TASKS AND EXERCISES
a) Shorten the paragraph beginning "The driving certificate bill that stalled" in the immigration reform article below, keeping its main facts.
b) Extend the immigration reform article below with a few more paragraphs that pick up after its final quote.

DOCUMENT EXCERPT
◇ ◇ ◇ ◇ ◇ ◇ ◇

Despite this historic pace of deportations, Sen. Mitch McConnell was one of 22 senators who sent a letter to Obama last week deriding his new review, saying it will “nullify” immigration enforcement and “discard the rule of law.” McConnell twice filibustered the DREAM Act when it had a chance of passing, and voted against immigration reform last year.
“I actually cannot think of another Republican leader with such stature who is as tone deaf on this issue as Mitch McConnell, time after time,” says Vargas. “Do we have to show up at his house with food or something, just to have a meal with him and tell him what’s up? He’s the Senate minority leader, how can he be that out of touch and tone deaf? It’s embarrassing.”
McConnell’s presumed Democratic opponent this fall’s Senate race, Alison Lundergan Grimes, did not respond to LEO’s inquiry on whether she supports the Senate immigration bill.
Whether or not Congress acts, Vargas says states should lead the way on reform. He lauds California for recently becoming one of 11 states to allow driving certificates for undocumented immigrants, noting that two-thirds of recent deportations came about through minor infractions, such as traffic violations. “People are getting pulled over and they don’t have a driver’s license, and before you know it, they’re separated from their families, many of whom are American citizen relatives,” says Vargas. “So a driver’s license for me is the most accessible and human way that we can talk about this issue.”
A similar bill in Kentucky’s state House passed out of committee in 2013, but did not make it to the floor for a vote. The bill went nowhere in this year’s session that just ended, as House Democrats were reluctant to stick their neck out on several controversial issues in an election year where their slim majority hangs in the balance.
This almost happened to Vargas himself in 2012, partly thanks to yours truly. After leaving an event in Louisville that October, he was pulled over in Minnesota by a police officer, who found a copy of LEO Weekly with Vargas’ face on the cover. After being detained for five hours, he was let go, which might have only happened because the presidential election was in five weeks — not the headline Obama wanted.
“I had to laugh-cry, it was so surreal,” says Vargas. “This is where I really have to own up to my own privilege, and with privilege comes great responsibility. Which is why I’m doing what I’m doing. When you think about all of these stories (of undocumented immigrants), I just want you to know that we’re all in the same boat.”
The driving certificate bill that stalled in last year’s General Assembly session in Frankfort was sponsored by Rep. Johnny Bell, a Democrat from farm country in Barren County. Bell tells LEO that such legislation is not just for public safety concerns — which is also echoed by former LMPD homicide detective Rep. Denver Butler of Louisville — but is important on humanitarian grounds, as state government has a responsibility to protect these vulnerable people from exploitation if the federal government won’t step in and address the issue.
The immigration issue is also personal for Bell, who grew up working alongside many Latino immigrants in the tobacco fields. Bell told LEO the story of a man he once worked with who traveled back to Mexico to give his mother a bone marrow transplant and then had to rely on shady characters to smuggle himself back into the country to reunite with his wife and three children. However, he and other were locked in a cramped semi truck for days in the hot Texas summer, where he and three other people died.
Bell is now being attacked by his Republican opponent on immigration, but he will not apologize for taking a humane stance towards his fellow man.
“When I talk about immigration reform in my district, it is very unpopular, and it’s causing me a lot of grief right now,” says Bell. “I have a race in November right now and they’re really beating me up over it. But I can’t change my position on that, because I just don’t think it’s the Christian thing to treat people that way. And I’m going to have to stand my ground on that.”

◇ ◇ ◇ ◇ ◇ ◇ ◇

DATA
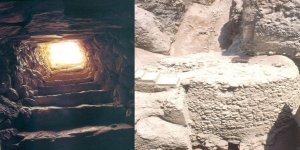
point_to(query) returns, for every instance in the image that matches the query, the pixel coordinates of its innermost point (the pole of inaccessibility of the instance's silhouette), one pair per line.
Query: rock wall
(187, 26)
(250, 104)
(114, 52)
(10, 93)
(271, 27)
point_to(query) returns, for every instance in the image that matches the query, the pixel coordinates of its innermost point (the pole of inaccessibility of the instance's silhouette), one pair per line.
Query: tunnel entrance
(66, 74)
(64, 54)
(233, 146)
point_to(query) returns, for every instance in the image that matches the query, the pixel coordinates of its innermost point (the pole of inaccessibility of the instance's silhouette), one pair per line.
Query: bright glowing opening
(65, 53)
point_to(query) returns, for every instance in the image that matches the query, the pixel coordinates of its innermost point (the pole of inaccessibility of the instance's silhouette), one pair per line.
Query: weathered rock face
(156, 23)
(115, 51)
(205, 28)
(25, 25)
(205, 2)
(161, 120)
(248, 103)
(148, 34)
(168, 12)
(271, 27)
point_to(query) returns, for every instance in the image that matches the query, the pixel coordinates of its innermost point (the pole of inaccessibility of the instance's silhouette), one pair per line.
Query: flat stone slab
(139, 74)
(49, 118)
(150, 77)
(74, 99)
(155, 133)
(89, 137)
(70, 88)
(66, 82)
(168, 80)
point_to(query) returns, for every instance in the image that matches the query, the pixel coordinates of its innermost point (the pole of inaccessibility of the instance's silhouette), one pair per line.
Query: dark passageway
(66, 75)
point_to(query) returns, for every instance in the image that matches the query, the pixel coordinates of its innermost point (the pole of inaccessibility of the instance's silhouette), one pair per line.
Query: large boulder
(271, 27)
(155, 133)
(203, 29)
(168, 12)
(148, 35)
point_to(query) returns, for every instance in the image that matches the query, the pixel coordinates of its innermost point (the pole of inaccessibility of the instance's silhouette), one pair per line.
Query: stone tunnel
(66, 75)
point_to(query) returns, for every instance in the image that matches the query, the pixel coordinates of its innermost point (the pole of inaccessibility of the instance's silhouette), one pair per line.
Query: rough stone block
(139, 74)
(150, 77)
(168, 80)
(155, 133)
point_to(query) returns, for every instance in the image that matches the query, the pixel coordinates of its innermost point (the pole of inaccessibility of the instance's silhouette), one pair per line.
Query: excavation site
(217, 74)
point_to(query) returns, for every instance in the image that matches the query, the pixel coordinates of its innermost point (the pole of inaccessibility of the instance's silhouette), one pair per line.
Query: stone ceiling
(60, 17)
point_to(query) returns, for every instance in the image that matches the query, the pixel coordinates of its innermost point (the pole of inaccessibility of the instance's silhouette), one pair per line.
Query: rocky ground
(206, 82)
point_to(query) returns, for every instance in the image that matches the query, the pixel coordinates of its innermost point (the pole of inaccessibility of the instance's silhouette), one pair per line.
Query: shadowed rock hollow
(86, 104)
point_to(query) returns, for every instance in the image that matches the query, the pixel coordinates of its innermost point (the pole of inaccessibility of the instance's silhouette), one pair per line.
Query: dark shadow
(283, 134)
(228, 38)
(225, 39)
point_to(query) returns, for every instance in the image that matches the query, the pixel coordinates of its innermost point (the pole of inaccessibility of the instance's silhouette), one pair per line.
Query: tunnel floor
(73, 114)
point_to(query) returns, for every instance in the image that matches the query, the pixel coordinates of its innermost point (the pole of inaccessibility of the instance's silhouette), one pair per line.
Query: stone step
(69, 75)
(60, 89)
(66, 82)
(73, 99)
(113, 137)
(61, 118)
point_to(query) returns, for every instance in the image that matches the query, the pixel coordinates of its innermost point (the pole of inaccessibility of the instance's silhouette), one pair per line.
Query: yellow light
(65, 53)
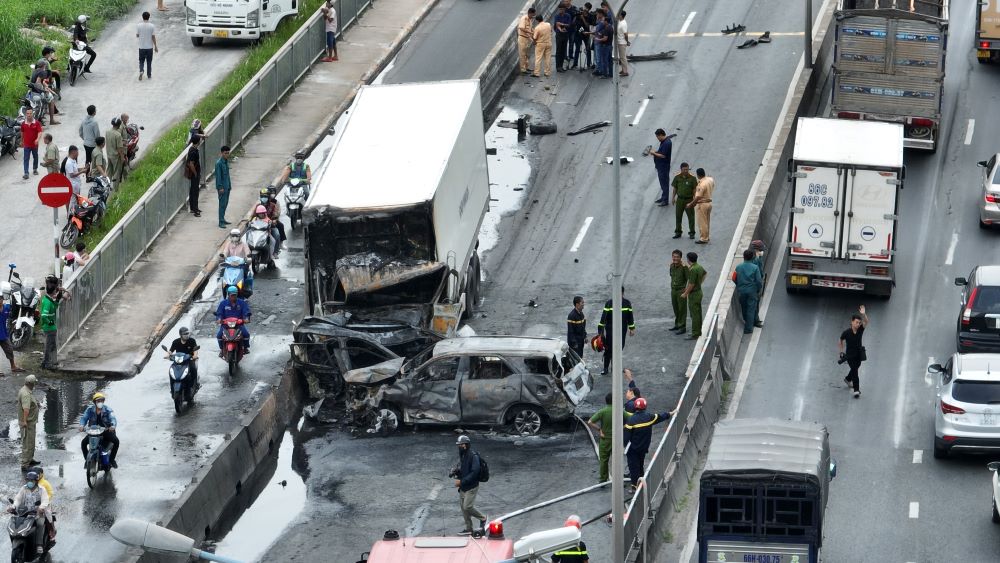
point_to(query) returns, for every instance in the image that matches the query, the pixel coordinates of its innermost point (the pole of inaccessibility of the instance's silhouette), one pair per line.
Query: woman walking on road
(852, 350)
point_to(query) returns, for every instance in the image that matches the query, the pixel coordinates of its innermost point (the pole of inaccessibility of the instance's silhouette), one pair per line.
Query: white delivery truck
(846, 177)
(235, 19)
(391, 227)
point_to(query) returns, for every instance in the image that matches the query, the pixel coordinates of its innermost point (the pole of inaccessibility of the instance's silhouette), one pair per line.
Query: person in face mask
(26, 499)
(98, 414)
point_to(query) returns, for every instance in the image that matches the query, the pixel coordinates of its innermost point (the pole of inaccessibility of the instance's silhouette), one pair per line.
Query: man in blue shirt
(749, 282)
(223, 183)
(232, 307)
(98, 414)
(661, 160)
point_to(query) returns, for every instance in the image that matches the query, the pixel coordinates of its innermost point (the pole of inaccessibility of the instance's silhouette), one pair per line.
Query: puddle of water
(265, 521)
(509, 171)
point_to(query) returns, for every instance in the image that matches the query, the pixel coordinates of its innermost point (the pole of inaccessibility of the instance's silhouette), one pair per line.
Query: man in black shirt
(189, 346)
(852, 350)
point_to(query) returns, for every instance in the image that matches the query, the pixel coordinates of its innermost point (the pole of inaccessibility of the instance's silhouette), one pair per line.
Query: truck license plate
(839, 284)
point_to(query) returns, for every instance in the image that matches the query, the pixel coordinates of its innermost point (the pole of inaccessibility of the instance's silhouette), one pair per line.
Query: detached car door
(490, 386)
(434, 391)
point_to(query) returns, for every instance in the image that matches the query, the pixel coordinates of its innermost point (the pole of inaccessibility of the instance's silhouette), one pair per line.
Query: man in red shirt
(31, 129)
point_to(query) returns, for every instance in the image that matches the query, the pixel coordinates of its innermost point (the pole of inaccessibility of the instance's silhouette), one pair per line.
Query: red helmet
(597, 343)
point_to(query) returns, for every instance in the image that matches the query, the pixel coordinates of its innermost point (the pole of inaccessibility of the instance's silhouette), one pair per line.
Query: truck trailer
(846, 177)
(246, 20)
(391, 227)
(889, 63)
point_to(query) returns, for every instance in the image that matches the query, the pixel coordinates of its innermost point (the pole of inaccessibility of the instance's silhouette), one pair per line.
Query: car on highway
(478, 380)
(978, 327)
(989, 204)
(967, 409)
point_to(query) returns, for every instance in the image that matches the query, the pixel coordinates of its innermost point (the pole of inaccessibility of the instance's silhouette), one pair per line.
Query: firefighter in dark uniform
(638, 434)
(604, 327)
(575, 554)
(576, 326)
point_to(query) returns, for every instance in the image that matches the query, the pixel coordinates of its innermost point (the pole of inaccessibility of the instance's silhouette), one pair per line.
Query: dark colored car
(979, 318)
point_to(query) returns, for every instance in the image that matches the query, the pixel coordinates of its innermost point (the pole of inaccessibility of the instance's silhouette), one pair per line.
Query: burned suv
(479, 380)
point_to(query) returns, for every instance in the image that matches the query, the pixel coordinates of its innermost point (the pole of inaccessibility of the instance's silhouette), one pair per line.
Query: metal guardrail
(134, 234)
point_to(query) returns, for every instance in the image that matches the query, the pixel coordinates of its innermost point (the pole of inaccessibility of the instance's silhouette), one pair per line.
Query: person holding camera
(852, 350)
(466, 475)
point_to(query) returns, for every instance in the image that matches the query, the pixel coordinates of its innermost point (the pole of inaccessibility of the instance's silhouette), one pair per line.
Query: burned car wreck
(480, 380)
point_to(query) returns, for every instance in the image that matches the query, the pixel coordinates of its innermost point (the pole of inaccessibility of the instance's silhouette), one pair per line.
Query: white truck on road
(247, 20)
(392, 226)
(846, 177)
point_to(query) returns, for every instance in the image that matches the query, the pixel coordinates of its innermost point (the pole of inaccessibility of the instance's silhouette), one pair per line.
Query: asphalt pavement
(544, 191)
(891, 500)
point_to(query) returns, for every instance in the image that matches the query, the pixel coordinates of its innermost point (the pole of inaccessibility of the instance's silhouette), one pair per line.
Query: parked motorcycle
(88, 211)
(232, 343)
(234, 272)
(296, 195)
(21, 529)
(24, 299)
(98, 454)
(77, 55)
(10, 135)
(183, 385)
(258, 239)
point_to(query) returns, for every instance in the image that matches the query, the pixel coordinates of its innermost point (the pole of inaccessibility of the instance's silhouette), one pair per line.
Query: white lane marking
(687, 22)
(638, 114)
(581, 234)
(951, 248)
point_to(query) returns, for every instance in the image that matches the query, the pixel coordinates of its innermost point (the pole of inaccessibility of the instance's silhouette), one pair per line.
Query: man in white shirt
(330, 17)
(146, 32)
(621, 38)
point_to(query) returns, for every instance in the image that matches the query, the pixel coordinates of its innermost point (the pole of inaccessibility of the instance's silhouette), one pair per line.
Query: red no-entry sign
(55, 190)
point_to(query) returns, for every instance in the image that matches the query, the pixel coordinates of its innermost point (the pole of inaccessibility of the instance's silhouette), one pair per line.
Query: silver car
(967, 410)
(989, 203)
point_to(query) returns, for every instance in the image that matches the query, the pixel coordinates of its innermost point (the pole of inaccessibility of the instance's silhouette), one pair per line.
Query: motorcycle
(23, 309)
(258, 239)
(77, 54)
(232, 343)
(183, 385)
(296, 195)
(132, 146)
(10, 135)
(234, 272)
(98, 454)
(88, 211)
(21, 529)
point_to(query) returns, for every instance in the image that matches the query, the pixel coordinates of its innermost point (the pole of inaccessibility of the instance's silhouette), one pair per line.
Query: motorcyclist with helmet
(232, 307)
(80, 34)
(98, 414)
(188, 346)
(31, 497)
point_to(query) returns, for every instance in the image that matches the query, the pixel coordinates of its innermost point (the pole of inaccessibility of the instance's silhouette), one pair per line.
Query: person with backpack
(470, 471)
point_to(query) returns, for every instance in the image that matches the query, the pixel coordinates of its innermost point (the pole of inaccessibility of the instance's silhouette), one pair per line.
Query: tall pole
(808, 35)
(617, 432)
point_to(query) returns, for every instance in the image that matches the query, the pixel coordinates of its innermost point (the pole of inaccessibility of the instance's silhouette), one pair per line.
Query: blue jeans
(28, 153)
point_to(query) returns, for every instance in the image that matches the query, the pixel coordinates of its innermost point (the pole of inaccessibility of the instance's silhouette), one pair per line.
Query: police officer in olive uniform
(684, 184)
(678, 281)
(604, 328)
(576, 326)
(693, 293)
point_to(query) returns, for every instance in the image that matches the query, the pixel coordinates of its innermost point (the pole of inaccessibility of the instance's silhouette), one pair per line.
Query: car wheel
(526, 420)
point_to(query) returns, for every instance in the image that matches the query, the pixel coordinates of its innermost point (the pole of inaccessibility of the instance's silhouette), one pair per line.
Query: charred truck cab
(764, 492)
(392, 225)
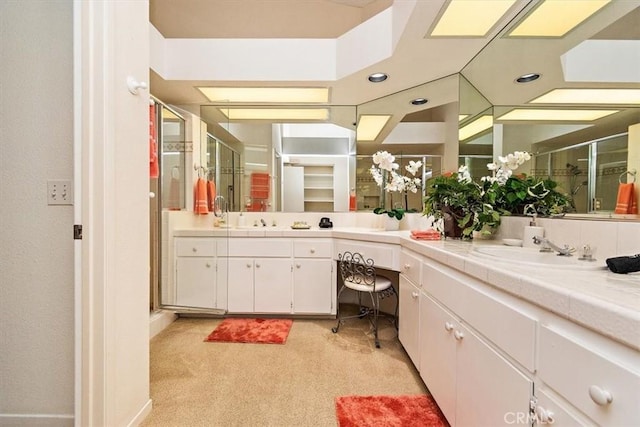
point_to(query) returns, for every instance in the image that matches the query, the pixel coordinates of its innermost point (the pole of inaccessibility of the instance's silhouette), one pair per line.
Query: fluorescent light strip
(266, 94)
(470, 18)
(555, 18)
(276, 113)
(590, 96)
(369, 127)
(480, 124)
(529, 114)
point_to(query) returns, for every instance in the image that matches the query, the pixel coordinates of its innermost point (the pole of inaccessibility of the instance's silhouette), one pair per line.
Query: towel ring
(630, 172)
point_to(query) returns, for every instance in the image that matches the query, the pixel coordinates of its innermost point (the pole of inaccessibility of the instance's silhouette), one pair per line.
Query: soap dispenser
(532, 230)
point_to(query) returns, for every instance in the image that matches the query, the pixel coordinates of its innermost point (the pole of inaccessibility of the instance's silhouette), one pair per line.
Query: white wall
(36, 248)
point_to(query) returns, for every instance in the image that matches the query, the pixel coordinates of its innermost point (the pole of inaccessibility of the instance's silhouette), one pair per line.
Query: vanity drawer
(316, 248)
(260, 247)
(410, 266)
(195, 246)
(584, 377)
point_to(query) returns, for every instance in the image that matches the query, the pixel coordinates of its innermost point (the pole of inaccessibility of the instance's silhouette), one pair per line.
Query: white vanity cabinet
(473, 379)
(314, 283)
(409, 294)
(196, 272)
(260, 275)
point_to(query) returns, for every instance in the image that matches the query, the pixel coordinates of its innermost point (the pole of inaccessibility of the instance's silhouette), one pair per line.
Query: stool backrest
(355, 268)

◇ ◇ ◇ ◇ ◇ ◇ ◇

OUTPUTS
a) Rep. Johnny Bell, a Democrat from farm country in Barren County, sponsored the driving certificate bill that stalled in last year's General Assembly session in Frankfort. He told LEO the measure serves public safety, a point also made by Rep. Denver Butler of Louisville, a former LMPD homicide detective. Bell said it serves humanitarian ends as well, because the state must protect these vulnerable people from exploitation if the federal government won't address the issue.

b)
Bell says hearts will begin to change if people have an informed and rational discussion of the issue, but people with a agenda are intent on not letting that happen so they can use this as a political wedge issue.
“There’s been so much propaganda about this and there’s such a lack of understanding that it’s basically being used to win and lose elections,” says Bell. “That’s very unfortunate when you’re using something like that and it affects so many people. It’s really a sad state of affairs.”
But such action at the state level could be preempted by the federal government if Congress decides to finally deliver on a comprehensive immigration reform bill. Congressman John Yarmuth worked last year with Republican House members on a compromise bill in the so-called Gang of Seven, which eventually fell apart when GOP members shied away from a stand which might hurt them politically among their conservative base. However, Yarmuth never gave up hope on this legislation, and found the movement last week from Boehner and other Republicans as a hopeful sign that they’re now willing to come to the table and pass legislation.
“I’ve felt all along that Boehner at some point would figure out a way to get something done, and now he’s getting support from some pretty prominent Republicans,” Yarmuth tells LEO. “If there are 70 to 80 Republicans that are willing to vote for a comprehensive package, I think that would give Boehner all the support he needs to do it.”
Though Democrats recently filed a discharge petition to force a vote on the Senate immigration bill — needing about 27 Republicans to join them — Yarmuth says that its success is unlikely. He believes that ultimately Boehner must craft a Republican compromise to pull in enough of his caucus, with the trickiest issue being what kind of path to citizenship there will be for undocumented immigrants. Regardless of whether or not that comes to fruition, Yarmuth is grateful that Obama is finally reviewing his deportation policy.
“We’ve been encouraging him to do that for a long time now,” says Yarmuth. “The fact is that they’re tearing families apart. We have literally thousands and thousands of American citizen foster children because of these deportations. They’re deporting parents of children who are here legally and the kids end up in foster homes.”
“Documented” contains heart-wrenching scenes that show both triumph and pain in Vargas’ quest for a humane immigration policy. The camera is on Vargas as he gets a phone call tipping him off that Obama would announce his deferred action plan the following day to grant legal status to young “DREAMers,” with that joy quickly becoming bittersweet as he learns that he is one year older than its age limit. In an uncomfortable scene, Vargas tells a drunk Alabaman who has just railed against immigrants that he is undocumented, but then Vargas shows a Republican Alabama farmer who treats undocumented workers like family and wants humane immigration reform. Vargas is shown being thrown out of a Mitt Romney campaign event where the candidate calls for deporting all undocumented immigrants, but the viewer also sees many brave young immigrants sharing their story publicly in order to put a human face on the issue.
Those faces from the film are the ones Vargas wants America to see.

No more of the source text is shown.